> [EXERCISE OBJECTIVE]: Could you set down the listing below exactly and omit its images?

> [DATASET]:
────────
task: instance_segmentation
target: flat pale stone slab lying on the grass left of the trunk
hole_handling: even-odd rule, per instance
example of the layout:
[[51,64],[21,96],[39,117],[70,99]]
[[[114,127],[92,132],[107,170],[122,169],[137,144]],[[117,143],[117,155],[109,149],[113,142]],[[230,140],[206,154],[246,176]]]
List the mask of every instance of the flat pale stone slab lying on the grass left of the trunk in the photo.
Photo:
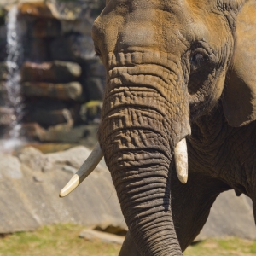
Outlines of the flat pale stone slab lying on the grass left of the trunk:
[[79,234],[80,238],[84,238],[87,241],[102,241],[106,243],[123,244],[125,236],[116,236],[96,230],[83,230]]

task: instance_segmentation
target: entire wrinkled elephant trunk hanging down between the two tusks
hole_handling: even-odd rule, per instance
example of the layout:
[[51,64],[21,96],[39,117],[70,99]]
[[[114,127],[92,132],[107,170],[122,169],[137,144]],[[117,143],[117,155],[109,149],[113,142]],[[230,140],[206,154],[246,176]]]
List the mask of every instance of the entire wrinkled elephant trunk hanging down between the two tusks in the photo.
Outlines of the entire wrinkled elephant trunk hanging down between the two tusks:
[[155,68],[141,76],[131,69],[110,72],[99,142],[141,255],[182,255],[172,223],[170,172],[174,148],[190,132],[186,90],[168,84],[167,96]]

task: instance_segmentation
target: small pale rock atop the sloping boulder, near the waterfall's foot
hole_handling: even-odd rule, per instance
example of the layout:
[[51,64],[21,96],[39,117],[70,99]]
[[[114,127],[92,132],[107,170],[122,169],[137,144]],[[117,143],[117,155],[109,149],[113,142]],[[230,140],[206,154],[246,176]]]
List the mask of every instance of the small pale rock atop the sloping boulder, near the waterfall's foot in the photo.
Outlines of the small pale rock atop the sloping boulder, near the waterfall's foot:
[[47,157],[36,148],[22,148],[17,154],[20,163],[30,167],[34,172],[46,172],[52,168]]

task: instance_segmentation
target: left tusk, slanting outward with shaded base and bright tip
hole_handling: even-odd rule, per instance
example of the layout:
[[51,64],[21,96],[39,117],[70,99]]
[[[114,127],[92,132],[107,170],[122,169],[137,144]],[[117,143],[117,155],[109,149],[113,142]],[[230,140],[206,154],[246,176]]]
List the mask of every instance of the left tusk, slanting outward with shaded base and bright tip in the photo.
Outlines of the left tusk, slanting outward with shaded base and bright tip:
[[79,171],[71,178],[67,185],[61,189],[60,197],[64,197],[77,188],[84,178],[96,168],[100,160],[102,160],[103,152],[99,143],[96,143],[95,148],[90,153],[89,157],[84,161],[84,164],[79,168]]

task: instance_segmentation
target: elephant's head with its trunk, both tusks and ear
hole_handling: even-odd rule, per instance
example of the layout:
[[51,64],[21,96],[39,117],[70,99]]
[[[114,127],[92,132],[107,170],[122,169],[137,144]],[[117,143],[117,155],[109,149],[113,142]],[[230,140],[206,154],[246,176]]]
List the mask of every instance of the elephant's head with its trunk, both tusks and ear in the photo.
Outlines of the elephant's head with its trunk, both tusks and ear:
[[[210,113],[219,99],[230,125],[256,119],[255,79],[250,78],[256,63],[241,45],[245,25],[236,30],[241,14],[241,23],[255,31],[255,22],[243,12],[251,11],[248,6],[255,14],[255,3],[245,0],[107,0],[94,23],[92,37],[106,67],[107,88],[93,154],[97,160],[105,156],[141,255],[182,255],[170,178],[176,169],[186,183],[190,124]],[[246,90],[248,106],[238,100],[237,88]],[[89,168],[84,173],[83,166],[61,196],[95,165],[89,160]]]

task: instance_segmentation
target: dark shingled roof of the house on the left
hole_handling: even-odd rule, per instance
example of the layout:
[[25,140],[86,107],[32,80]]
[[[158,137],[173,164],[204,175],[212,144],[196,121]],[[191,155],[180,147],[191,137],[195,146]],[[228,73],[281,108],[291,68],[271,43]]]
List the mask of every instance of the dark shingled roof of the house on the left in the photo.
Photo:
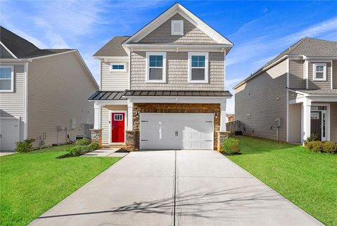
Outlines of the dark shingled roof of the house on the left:
[[72,51],[72,49],[40,49],[34,44],[0,26],[0,58],[33,58],[55,53]]

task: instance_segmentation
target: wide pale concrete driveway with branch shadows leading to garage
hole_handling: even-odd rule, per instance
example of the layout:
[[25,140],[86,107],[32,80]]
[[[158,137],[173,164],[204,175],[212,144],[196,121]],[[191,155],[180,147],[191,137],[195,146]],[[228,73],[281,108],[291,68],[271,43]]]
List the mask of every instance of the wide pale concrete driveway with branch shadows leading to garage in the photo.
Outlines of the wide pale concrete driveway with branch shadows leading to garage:
[[131,152],[31,225],[322,225],[212,151]]

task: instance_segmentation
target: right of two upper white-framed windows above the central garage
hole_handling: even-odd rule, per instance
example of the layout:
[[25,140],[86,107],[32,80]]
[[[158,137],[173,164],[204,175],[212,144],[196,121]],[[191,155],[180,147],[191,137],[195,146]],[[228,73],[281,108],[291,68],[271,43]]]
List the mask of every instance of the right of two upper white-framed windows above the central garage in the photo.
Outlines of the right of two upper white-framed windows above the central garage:
[[188,82],[209,82],[209,53],[188,53]]

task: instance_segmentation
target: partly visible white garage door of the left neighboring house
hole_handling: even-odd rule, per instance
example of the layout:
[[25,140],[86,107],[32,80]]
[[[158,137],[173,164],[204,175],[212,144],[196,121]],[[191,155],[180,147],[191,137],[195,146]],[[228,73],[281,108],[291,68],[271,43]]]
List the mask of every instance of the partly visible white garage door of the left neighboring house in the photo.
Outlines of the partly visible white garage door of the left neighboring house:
────────
> [TASK RESULT]:
task: instance_segmentation
target: flat pale stone slab lying on the grass left of the trunk
hole_handling: even-odd rule, per instance
example of the layout:
[[51,64],[21,96],[39,117],[70,99]]
[[[114,127],[92,132],[107,170],[122,169],[137,144]],[[117,143],[117,155],[109,149],[113,142]],[[230,140],[206,154],[246,176]]]
List the mask of every instance of the flat pale stone slab lying on the grass left of the trunk in the photo.
Photo:
Outlines of the flat pale stone slab lying on the grass left of the trunk:
[[79,234],[80,238],[84,238],[87,241],[102,241],[106,243],[123,244],[125,236],[116,236],[96,230],[83,230]]

task: instance_segmentation
target: entire wrinkled elephant trunk hanging down between the two tusks
hole_handling: even-odd rule, per instance
example of the layout:
[[51,64],[21,96],[39,117],[70,99]]
[[[114,127],[92,132],[107,170],[122,169],[137,144]],[[117,143],[117,155],[109,149],[113,142]],[[230,140],[206,154],[246,176]]]
List the mask of every instance of the entire wrinkled elephant trunk hanging down between the two tusks in the photo.
Outlines of the entire wrinkled elephant trunk hanging down between the two tusks:
[[155,68],[141,76],[131,69],[110,72],[99,142],[141,255],[182,255],[172,223],[170,172],[174,148],[190,132],[186,90],[168,84],[167,96]]

task: instance_segmentation
target: small pale rock atop the sloping boulder, near the waterfall's foot
hole_handling: even-odd rule, per instance
example of the layout:
[[51,64],[21,96],[39,117],[70,99]]
[[[114,127],[92,132],[107,170],[122,169],[137,144]],[[117,143],[117,155],[109,149],[113,142]],[[230,140],[206,154],[246,176]]]
List the mask of every instance of the small pale rock atop the sloping boulder, near the waterfall's foot in the photo.
Outlines of the small pale rock atop the sloping boulder, near the waterfall's foot:
[[47,157],[36,148],[22,148],[17,154],[20,163],[30,167],[34,172],[46,172],[52,168]]

task: instance_segmentation
target: left tusk, slanting outward with shaded base and bright tip
hole_handling: even-odd rule, per instance
example of the layout:
[[51,64],[21,96],[39,117],[70,99]]
[[[114,127],[92,132],[107,170],[122,169],[137,144]],[[117,143],[117,155],[109,149],[113,142]],[[230,140],[206,154],[246,176]]]
List the mask of every instance of the left tusk, slanting outward with shaded base and bright tip in the photo.
Outlines of the left tusk, slanting outward with shaded base and bright tip:
[[79,171],[71,178],[67,185],[61,189],[60,197],[64,197],[77,188],[84,178],[96,168],[100,160],[102,160],[103,152],[99,143],[96,143],[95,148],[90,153],[89,157],[84,161],[84,164],[79,168]]

task: instance_segmentation
target: elephant's head with its trunk, both tusks and ear
hole_handling: even-odd rule, per instance
example of the layout:
[[51,64],[21,96],[39,117],[70,99]]
[[[114,127],[92,132],[107,170],[122,169],[137,144]],[[117,143],[117,155],[109,149],[113,142]],[[230,140],[206,154],[246,176]]]
List the mask of every instance of the elephant's head with its trunk, both tusks and ear in the photo.
Outlines of the elephant's head with its trunk, both tusks and ear:
[[[210,113],[219,99],[230,125],[256,119],[255,79],[250,78],[256,63],[241,45],[245,25],[236,30],[241,14],[241,23],[255,31],[255,22],[243,12],[251,11],[248,6],[255,14],[255,3],[245,0],[107,0],[94,23],[92,37],[106,67],[107,88],[93,154],[97,160],[105,156],[141,255],[182,255],[170,178],[176,169],[186,183],[190,124]],[[246,90],[248,106],[238,100],[237,88]],[[89,168],[84,173],[83,166],[61,196],[95,165],[89,160]]]

task: instance_segmentation
target: dark shingled roof of the house on the left
hole_handling: even-odd rule, per instance
example of the layout:
[[25,140],[86,107],[32,80]]
[[[158,137],[173,164],[204,175],[212,144],[196,121]],[[191,155],[180,147],[191,137],[195,146]],[[228,73],[281,108],[291,68],[271,43]]]
List the mask of every instance of the dark shingled roof of the house on the left in the photo.
Photo:
Outlines of the dark shingled roof of the house on the left:
[[72,51],[72,49],[40,49],[34,44],[0,26],[0,58],[33,58],[55,53]]

task: instance_segmentation
target: wide pale concrete driveway with branch shadows leading to garage
hole_handling: even-odd rule, per instance
example of the layout:
[[25,140],[86,107],[32,80]]
[[[158,137],[173,164],[204,175],[212,144],[196,121]],[[191,155],[180,147],[191,137],[195,146]],[[228,73],[281,108],[291,68],[271,43]]]
List the mask of every instance of the wide pale concrete driveway with branch shadows leading to garage in the photo.
Outlines of the wide pale concrete driveway with branch shadows leading to garage:
[[131,152],[31,225],[322,225],[212,151]]

task: instance_segmentation
target: right of two upper white-framed windows above the central garage
hole_handling: even-odd rule, per instance
example of the layout:
[[25,140],[86,107],[32,80]]
[[[158,137],[173,164],[204,175],[212,144],[196,121]],[[191,155],[180,147],[191,137],[195,146]],[[228,73],[281,108],[291,68],[271,43]]]
List the mask of every instance of the right of two upper white-framed windows above the central garage in the photo.
Outlines of the right of two upper white-framed windows above the central garage:
[[188,82],[209,82],[209,53],[188,53]]

task: instance_segmentation
target: partly visible white garage door of the left neighboring house
hole_handling: even-odd rule, per instance
example of the layout:
[[25,140],[86,107],[32,80]]
[[[158,137],[173,164],[204,175],[212,144],[196,121]],[[191,155],[180,147],[191,137],[195,146]],[[228,73],[281,108],[291,68],[271,43]]]
List the mask of every instance of the partly visible white garage door of the left neighboring house in the photo.
Outlines of the partly visible white garage door of the left neighboring house:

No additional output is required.